- _ATIVIDADES PROPOSTAS_:
1. Segundo Sílvio Neto no texto sobre a luta pela terra no sul de Minas, por meio de quais instâncias o Estado pressiona os Sem Terra? Enumere todas.
2. Responda com base no texto sobre a luta pela terra no sul de Minas.
(a) Em que ano o MST ocupou pela primeira vez o megalatifúndio da ex-usina Ariadnópolis?
(b) Quem assinou, em 25 de setembro de 2015, o decreto que desapropriou três fazendas?
(c) Quantos hectares tem a área da CAPIA que ficou fora do decreto de desapropriação?

“No campo a gente tem liberdade e adquire saúde”: luta pela terra no sul de MG. Por Gilvander Moreira[1]

Ao lado do Assentamento Primeiro do Sul, do MST[2], em Campo do Meio, no sul de Minas Gerais, e na fronteira com a maior fazenda de monocultura do café da América Latina está o megalatifúndio da ex-usina Ariadnópolis, que foi ocupado pelo MST pela primeira vez em 1998, um ano após a conquista do Assentamento Primeiro do Sul. Na luta pela terra, os Sem Terra do MST e o Movimento como tal sofrem diversas pressões. “Sofremos pressão do Estado, por meio da prefeitura, do INCRA, do sistema de saúde, das forças policiais e do poder judiciário. Sofremos pressão do latifúndio do entorno que vem buscar nossos jovens e famílias para trabalharem para eles como boias-frias. A gente sofre com a pressão da cidade, pois a cultura urbana vem para os acampamentos e assentamentos não só para se instalarem, mas para arrancar o povo que está na luta pela terra e levar para cidade. Um exemplo disso é o transporte escolar que tira as crianças do Assentamento e dos Acampamentos e leva lá para cidade”, diz Sílvio Neto, da coordenação nacional do MST.

Todos os instrumentos do Estado, o latifúndio e os latifundiários, a cidade e todas as suas seduções são obstáculos à luta pela terra, pois integram a engrenagem que reproduz a estrutura latifundiária e fazem na prática uma contrarreforma agrária. Entretanto, em 25 de setembro de 2015, o governador de Minas Gerais, Fernando Pimentel, assinou decreto desapropriando três fazendas para centenas de Sem Terra do MST acampados há mais de dez anos: a fazenda Nova Alegria, em Felisburgo; a fazenda Gravatá, em Novo Cruzeiro, e o megalatifúndio da Ariadnópolis, em Campo do Meio. Mas a área da CAPIA, que é a sede da ex-usina Ariadnópolis e o parque industrial – 26 hectares -, ficou fora do decreto de desapropriação. Um Mandado de Segurança movido pela CAPIA, que gerencia a massa falida, suspendeu o decreto de desapropriação, o que acirrou mais ainda os ânimos no maior conflito agrário de Minas Gerais e um dos maiores do Brasil. Um dos coordenadores estaduais do MST alertou para isso na reunião com o governo de Minas e com dois comandantes da polícia militar. “O barraco da Maria Baiana foi queimado. Quando nós chegamos aqui na sede da ex-Usina Ariadnópolis, as casas aqui tinham se transformadas em curral de gado. Diante das ameaças, ocupamos também a sede da Ariadnópolis. A reforma agrária não é só terra, mas é também cooperativa, escola, crédito, área de lazer. Por isso precisamos também da estrutura aqui da sede”, bradou Sílvio Neto, em reunião com o Governo de Minas, dia 1º/03/2016.

Linhas de um conjunto de dados de apontamento:
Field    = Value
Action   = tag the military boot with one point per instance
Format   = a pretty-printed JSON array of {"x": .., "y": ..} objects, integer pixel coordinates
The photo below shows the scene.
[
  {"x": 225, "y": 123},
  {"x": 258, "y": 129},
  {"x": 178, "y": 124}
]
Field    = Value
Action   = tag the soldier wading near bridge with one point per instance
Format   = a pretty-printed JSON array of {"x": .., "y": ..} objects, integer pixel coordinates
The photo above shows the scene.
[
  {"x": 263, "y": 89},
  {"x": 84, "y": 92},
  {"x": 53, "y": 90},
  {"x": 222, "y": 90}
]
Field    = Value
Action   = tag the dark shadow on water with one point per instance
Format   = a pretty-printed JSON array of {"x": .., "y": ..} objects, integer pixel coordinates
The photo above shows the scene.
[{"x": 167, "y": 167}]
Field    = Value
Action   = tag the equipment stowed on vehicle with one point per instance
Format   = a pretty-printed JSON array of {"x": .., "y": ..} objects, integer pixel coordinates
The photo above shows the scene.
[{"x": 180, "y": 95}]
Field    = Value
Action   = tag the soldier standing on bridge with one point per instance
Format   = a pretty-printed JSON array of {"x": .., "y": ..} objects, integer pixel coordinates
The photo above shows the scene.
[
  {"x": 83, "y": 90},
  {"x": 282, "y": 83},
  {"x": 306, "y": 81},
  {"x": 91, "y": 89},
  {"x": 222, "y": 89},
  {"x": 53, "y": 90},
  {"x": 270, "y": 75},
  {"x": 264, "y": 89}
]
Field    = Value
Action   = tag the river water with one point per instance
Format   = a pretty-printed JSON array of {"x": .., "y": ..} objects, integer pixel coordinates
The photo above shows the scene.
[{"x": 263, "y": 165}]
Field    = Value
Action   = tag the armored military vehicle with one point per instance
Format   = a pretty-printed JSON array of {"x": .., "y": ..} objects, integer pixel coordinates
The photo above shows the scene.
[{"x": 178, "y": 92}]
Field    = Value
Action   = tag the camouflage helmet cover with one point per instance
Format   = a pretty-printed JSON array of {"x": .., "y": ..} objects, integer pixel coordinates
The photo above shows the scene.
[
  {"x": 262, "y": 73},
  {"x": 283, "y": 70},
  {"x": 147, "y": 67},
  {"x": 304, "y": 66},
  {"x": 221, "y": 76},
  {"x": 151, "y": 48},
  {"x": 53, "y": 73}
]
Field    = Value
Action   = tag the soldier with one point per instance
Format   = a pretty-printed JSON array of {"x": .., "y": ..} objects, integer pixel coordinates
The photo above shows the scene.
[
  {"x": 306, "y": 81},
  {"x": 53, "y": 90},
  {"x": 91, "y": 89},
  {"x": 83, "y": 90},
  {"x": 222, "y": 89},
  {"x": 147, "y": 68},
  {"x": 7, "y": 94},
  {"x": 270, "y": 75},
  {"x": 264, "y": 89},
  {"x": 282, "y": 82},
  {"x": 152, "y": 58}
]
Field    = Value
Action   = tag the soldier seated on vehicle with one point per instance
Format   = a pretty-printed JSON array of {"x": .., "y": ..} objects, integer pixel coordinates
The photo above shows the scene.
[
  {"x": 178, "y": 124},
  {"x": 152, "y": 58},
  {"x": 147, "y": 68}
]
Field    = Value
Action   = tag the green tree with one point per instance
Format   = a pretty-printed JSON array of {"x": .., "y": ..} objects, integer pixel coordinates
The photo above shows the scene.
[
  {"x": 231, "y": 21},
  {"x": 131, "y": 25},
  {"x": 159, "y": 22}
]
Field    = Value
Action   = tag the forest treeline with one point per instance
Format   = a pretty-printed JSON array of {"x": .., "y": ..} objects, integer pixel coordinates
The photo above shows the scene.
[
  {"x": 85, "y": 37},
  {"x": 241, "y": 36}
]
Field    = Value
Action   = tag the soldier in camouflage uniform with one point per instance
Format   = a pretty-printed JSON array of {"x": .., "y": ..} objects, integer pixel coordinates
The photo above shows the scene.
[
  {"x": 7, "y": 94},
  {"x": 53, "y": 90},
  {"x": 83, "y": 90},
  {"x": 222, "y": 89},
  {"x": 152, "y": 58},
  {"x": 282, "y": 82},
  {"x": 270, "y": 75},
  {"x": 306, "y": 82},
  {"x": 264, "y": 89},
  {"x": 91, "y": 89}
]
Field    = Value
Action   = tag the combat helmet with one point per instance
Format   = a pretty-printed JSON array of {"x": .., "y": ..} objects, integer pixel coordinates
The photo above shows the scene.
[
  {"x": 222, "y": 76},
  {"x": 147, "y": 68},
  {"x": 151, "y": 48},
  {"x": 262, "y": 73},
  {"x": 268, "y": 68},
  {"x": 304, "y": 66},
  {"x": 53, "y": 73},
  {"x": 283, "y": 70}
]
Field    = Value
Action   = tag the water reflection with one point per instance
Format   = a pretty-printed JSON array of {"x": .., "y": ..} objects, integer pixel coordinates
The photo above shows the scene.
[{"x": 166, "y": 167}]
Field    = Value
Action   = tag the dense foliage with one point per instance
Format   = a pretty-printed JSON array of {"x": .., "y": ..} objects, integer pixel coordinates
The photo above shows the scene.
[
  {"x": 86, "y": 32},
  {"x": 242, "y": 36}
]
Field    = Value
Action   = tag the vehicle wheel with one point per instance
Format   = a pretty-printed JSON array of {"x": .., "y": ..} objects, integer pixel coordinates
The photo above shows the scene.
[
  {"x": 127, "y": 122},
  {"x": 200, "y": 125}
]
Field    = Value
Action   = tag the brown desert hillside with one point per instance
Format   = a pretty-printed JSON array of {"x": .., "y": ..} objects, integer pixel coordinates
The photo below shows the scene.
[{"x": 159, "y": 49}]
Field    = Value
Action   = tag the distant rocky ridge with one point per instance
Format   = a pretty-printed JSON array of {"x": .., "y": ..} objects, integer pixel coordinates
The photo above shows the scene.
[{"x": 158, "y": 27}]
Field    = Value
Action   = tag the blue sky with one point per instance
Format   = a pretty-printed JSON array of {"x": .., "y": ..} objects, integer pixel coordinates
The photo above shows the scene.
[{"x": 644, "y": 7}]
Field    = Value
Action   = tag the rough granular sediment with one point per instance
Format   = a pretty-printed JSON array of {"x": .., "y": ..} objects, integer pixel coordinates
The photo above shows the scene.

- _RESPOSTAS A SEGUIR_:
1.
- A prefeitura
- O INCRA
- O sistema de saúde
- As forças policiais
- O poder judiciário

2.
(a) Em 1998.
(b) Fernando Pimentel, governador de Minas Gerais.
(c) 26 hectares.